WORK INSTRUCTION: Which lines below include "target"? Copy them all.

EXERCISE INPUT:
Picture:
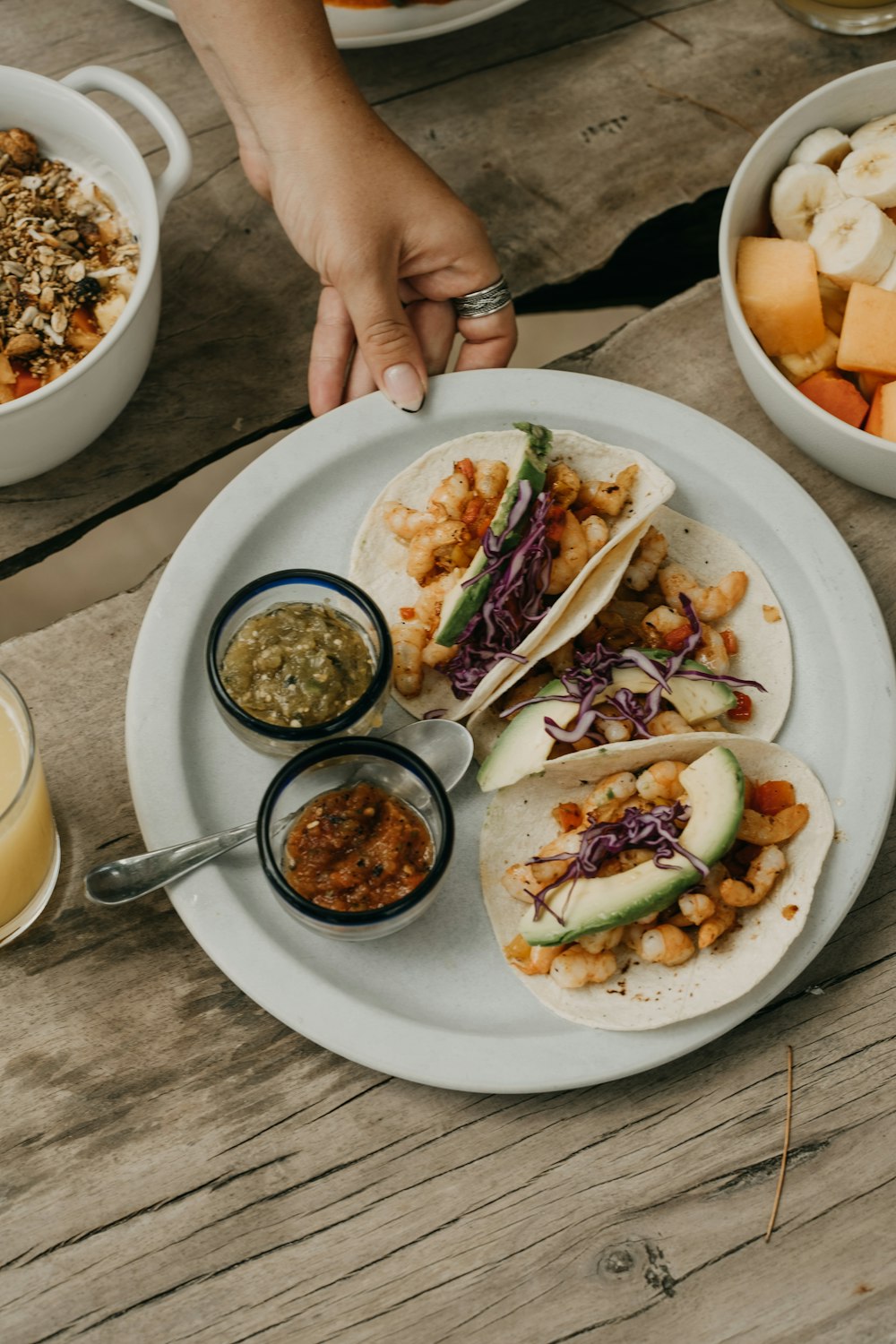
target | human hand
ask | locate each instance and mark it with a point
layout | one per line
(392, 245)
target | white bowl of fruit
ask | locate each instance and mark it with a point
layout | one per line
(807, 263)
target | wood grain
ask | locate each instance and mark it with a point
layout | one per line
(557, 123)
(177, 1166)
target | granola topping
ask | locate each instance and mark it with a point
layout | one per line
(67, 265)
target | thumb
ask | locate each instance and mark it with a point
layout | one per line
(387, 343)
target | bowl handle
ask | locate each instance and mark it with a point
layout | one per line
(89, 78)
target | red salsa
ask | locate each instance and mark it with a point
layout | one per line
(358, 849)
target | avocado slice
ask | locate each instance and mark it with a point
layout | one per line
(525, 745)
(530, 467)
(715, 788)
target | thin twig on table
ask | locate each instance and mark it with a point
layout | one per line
(783, 1156)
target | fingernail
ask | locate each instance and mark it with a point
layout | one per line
(403, 386)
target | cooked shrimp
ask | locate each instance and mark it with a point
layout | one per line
(422, 554)
(608, 497)
(597, 534)
(563, 483)
(408, 521)
(661, 780)
(573, 556)
(711, 604)
(696, 906)
(409, 639)
(712, 650)
(429, 604)
(452, 494)
(616, 788)
(490, 478)
(575, 968)
(667, 723)
(718, 924)
(650, 554)
(761, 878)
(602, 941)
(667, 945)
(759, 830)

PROBLEM SOLUTION:
target | human hand
target | white bowl of fruit
target | wood grain
target | granola topping
target | thumb
target | bowl handle
target | red salsa
target | avocado slice
target | thin twig on table
target | fingernail
target | cooked shrimp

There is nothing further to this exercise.